Exercise A: Copy the folic acid article word for word, starting at "Over half of" and ending at "as spina bifida.".
Exercise B:
Answer these questions from the folic acid article:
(i) How many women took part in the survey?
(ii) In which journal was the study published?
(iii) What did Safefood's awareness campaign last year focus on?
Exercise C: Carry on the folic acid article from its last sentence.
━━ Document segment
Poverty limits knowledge of folic acid’s reproductive role - study
Poorer women know least of vitamin’s essential part in preventing neural tube defects
An estimated 40 cases in Ireland of spina bifida, where those affected can be confined to a wheelchair, could be prevented each year by ensuring women take folic acid before pregnancy. File photograph: Getty Images
The Food Safety Authority of Ireland has said the mandatory fortification of bread or flour with folic acid is the most effective way of reducing Ireland’s high rate of birth defects. File photograph: Frank Miller/The Irish Times
Poorer women and those recently arrived in Ireland have the lowest level of knowledge about the essential role of folic acid in preventing birth defects, a new study has found.
More affluent women and those living in Ireland for over five years had better knowledge of the reasons for taking the vitamin, according to the study.
Over half of the women surveyed in the Coombe Maternity Hospital said they did not take the supplement before becoming pregnant, as recommended. In most cases, this was because they did not expect to get pregnant.
Over one-third of the 587 women surveyed did not know they needed to take folic acid before conception in order to reduce the chances of birth defects such as spina bifida.
Renewed campaign recommended
The study, published in the European Journal of Clinical Nutrition, recommends a renewed public health campaign in Ireland on the importance of folic acid. This should focus on women living in deprivation and women who have recently come to live in Ireland, as their awareness levels were found to be lowest.
All-Ireland food body Safefood ran a further awareness campaign on folic acid last year which focused on social media.
━━━━
━━ Source information
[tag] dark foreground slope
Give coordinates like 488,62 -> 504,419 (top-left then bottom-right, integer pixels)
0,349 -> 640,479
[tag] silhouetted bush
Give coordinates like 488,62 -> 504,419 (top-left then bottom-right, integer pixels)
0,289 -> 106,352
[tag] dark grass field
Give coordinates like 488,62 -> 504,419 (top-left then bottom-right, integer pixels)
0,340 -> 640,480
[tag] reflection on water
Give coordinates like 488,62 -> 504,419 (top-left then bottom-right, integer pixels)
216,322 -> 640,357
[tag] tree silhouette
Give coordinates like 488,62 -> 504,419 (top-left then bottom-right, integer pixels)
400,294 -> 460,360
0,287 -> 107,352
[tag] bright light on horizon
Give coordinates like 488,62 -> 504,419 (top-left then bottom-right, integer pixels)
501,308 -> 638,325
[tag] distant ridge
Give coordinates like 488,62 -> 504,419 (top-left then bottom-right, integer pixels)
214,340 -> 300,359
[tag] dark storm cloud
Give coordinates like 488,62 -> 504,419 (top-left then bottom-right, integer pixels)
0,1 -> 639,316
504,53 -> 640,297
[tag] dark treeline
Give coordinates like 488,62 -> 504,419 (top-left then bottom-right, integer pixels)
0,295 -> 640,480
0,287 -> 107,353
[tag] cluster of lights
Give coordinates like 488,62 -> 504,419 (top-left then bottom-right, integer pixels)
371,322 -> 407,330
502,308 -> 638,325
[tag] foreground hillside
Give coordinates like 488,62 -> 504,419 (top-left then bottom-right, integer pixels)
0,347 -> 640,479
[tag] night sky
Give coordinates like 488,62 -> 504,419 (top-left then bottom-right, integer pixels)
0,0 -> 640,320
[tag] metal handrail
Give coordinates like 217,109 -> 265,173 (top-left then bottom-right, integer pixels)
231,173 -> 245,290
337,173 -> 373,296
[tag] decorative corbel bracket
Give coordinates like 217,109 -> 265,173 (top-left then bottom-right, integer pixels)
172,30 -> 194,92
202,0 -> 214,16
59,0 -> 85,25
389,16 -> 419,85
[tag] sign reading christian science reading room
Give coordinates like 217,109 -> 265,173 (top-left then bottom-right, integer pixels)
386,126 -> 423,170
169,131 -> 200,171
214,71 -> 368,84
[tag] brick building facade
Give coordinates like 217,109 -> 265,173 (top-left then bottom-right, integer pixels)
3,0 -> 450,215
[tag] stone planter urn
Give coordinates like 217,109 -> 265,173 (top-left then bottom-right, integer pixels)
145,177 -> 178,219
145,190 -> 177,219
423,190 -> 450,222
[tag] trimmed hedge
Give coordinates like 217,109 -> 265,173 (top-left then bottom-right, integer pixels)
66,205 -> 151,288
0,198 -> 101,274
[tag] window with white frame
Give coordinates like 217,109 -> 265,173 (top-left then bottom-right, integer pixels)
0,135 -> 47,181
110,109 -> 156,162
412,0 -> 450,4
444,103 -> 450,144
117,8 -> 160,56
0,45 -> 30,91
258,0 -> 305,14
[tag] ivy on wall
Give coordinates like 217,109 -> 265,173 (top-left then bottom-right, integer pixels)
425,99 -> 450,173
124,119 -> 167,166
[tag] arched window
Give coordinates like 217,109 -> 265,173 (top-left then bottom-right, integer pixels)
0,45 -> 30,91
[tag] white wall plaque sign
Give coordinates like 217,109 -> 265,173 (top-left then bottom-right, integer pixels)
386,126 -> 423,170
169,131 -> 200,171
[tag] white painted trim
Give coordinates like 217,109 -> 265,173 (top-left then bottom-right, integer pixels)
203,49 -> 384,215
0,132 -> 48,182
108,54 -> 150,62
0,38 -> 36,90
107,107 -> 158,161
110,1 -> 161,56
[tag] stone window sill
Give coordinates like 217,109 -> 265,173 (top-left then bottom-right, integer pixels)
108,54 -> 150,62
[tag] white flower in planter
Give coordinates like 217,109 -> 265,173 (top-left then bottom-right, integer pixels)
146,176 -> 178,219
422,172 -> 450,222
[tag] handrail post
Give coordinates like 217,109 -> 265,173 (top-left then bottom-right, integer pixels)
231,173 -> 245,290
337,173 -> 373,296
━━━━
Answer box A:
Over half of the women surveyed in the Coombe Maternity Hospital said they did not take the supplement before becoming pregnant, as recommended. In most cases, this was because they did not expect to get pregnant.
Over one-third of the 587 women surveyed did not know they needed to take folic acid before conception in order to reduce the chances of birth defects such as spina bifida.

Answer box B:
(i) 587 women.
(ii) The European Journal of Clinical Nutrition.
(iii) Social media.

Answer box C:
The rate of neural tube defects in Ireland is increasing, and this is almost certainly because the folic acid intake of pregnant women is declining. Plans to introduce mandatory fortification of food with folic acid were shelved some years back and the EU has been slow to introduce common standards.
The Food Safety Authority of Ireland has said the mandatory fortification of bread or flour with folic acid is the most effective way of reducing Ireland’s high rate of birth defects.
It said the mandatory fortification of bread or flour to provide about 150µg of folic acid per day in women of childbearing age would reduce the prevalence of neural tube defects by about 30 per cent. However, this would require legislation.
The authority suggested a second option of continuing with the present policy of voluntary fortification of foodstuffs by manufacturers.
An estimated 40 cases of spina bifida could be prevented each year by ensuring women take folic acid before pregnancy. Michael Turner, professor of obstetrics at UCD and one of the authors of the latest study, said this could result in savings of €20 million for the health service.
Folic acid, when taken before and during pregnancy, prevents the occurrence of most forms of neural tube defects.
In more than 50 countries, governments oblige food manufacturers to fortify products but in other countries, including Ireland, the addition of folic acid is voluntary.